**WHAT IS BEING ASKED**. Restate the entries word for word, omitting nothing.
>> start SUPPLIED MATERIAL
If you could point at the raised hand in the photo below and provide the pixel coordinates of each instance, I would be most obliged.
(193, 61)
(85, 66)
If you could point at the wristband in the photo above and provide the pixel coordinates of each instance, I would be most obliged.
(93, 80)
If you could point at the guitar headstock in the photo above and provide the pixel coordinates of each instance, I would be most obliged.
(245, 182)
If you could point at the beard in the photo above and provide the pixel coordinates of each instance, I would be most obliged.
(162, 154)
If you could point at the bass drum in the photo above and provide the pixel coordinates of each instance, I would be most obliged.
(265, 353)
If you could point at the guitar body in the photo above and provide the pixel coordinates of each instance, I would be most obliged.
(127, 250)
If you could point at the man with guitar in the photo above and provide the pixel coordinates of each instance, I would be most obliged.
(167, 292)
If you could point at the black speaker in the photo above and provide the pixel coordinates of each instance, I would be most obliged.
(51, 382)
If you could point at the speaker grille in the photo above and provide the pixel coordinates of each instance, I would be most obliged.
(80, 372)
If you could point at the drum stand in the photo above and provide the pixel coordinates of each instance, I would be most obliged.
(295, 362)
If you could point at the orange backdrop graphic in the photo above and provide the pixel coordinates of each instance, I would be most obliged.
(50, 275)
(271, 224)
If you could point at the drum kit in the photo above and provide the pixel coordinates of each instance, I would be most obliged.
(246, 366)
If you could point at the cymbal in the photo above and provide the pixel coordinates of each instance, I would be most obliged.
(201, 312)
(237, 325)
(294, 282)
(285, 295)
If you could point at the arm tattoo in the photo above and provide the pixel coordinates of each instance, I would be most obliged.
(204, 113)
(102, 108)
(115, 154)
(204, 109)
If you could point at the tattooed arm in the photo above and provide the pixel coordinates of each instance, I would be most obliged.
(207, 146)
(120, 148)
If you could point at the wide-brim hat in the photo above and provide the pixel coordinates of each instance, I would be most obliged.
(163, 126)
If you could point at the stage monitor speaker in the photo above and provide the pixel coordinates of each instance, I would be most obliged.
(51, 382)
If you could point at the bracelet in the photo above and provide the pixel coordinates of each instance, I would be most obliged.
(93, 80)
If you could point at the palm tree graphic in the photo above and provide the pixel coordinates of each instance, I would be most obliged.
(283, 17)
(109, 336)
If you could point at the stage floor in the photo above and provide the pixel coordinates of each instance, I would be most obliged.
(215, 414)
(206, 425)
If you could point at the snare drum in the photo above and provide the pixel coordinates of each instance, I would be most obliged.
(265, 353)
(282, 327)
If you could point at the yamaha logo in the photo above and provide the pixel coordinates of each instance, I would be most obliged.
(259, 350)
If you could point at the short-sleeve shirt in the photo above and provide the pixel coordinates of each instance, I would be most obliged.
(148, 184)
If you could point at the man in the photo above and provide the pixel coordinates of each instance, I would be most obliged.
>> end SUPPLIED MATERIAL
**REPLY TO THE EXERCISE**.
If you could point at the raised hand in the photo below and provide the pixel coordinates of each instance, I would be most obliged.
(193, 61)
(85, 66)
If you could point at the wristband in the photo above and provide the pixel coordinates of each instance, I would be most obliged.
(93, 80)
If you could point at the guitar headstock in the photo above and provide the pixel coordinates of each instance, I would be most obliged.
(245, 182)
If you could point at the beard in the photo above and provide the pixel coordinates of each instance, I would be most obliged.
(162, 154)
If you could point at the bass drum in the photo above and provide the pixel coordinates of each instance, I would be most obliged.
(265, 353)
If you could point at the guitar body in the photo above and provide the pixel coordinates of each instance, I would be most obliged.
(127, 250)
If you could point at the man with guitar in the photo above and provide the pixel coordinates of each instance, I would be most obliged.
(167, 292)
If you could point at the black speaker in the photo above and provide the pixel coordinates of each instance, I would be most obliged.
(51, 382)
If you could point at the speaker grille in the photo above and provide the pixel coordinates of each instance, I would be most obliged.
(80, 372)
If you could point at the drum stand in the photo above and provide the pixel coordinates of each instance, I would be most obliged.
(295, 362)
If you could point at the orange backdrop graphic in the photo above and provide the pixel coordinates of each instance, I would be most obliged.
(50, 275)
(271, 224)
If you could point at the drum kit in the photo above and provide the pixel coordinates of each instance, I would be most obliged.
(246, 366)
If you could point at the cymbal in the photo above and provide the pixel coordinates of each instance, I would be most obliged.
(201, 312)
(237, 325)
(294, 282)
(285, 295)
If you could point at the arm tattoo in the photo above and provide the pixel coordinates of each instance, I would be most obliged.
(204, 113)
(102, 108)
(115, 154)
(204, 109)
If you could point at the tattooed arm in the photo above and provide the pixel coordinates of each instance, I would be most obliged.
(207, 146)
(120, 148)
If you could point at the wide-brim hat in the photo above and provide the pixel coordinates of each instance, I would be most obliged.
(163, 126)
If you could point at the stage monitor speaker in the photo above and provide the pixel coordinates of each instance, I would be most obliged.
(51, 382)
If you could point at the bracelet in the photo above and provide the pixel coordinates of each instance, I would be most obliged.
(93, 80)
If you could point at the palm tree graphic in the photo above and provide the pixel coordinates of each instance, I would be most obliged.
(283, 17)
(109, 336)
If you could point at the stage floor in the photo above and provide the pixel coordinates of each instance, I would be most obliged.
(215, 414)
(206, 425)
If you could point at the snare drum in the photo above and provide the pixel coordinates of each instance, I would be most obliged.
(265, 353)
(282, 327)
If you could point at the yamaha logo in the photo above and provide the pixel coordinates of each instance, I would be most obliged.
(259, 350)
If you could point at the short-sleeve shirt in the photo above and provide the pixel coordinates of each instance, I would be most obliged.
(148, 184)
If you could point at the man in the photo above and provide the pixel coordinates of each instance, I would be most obliged.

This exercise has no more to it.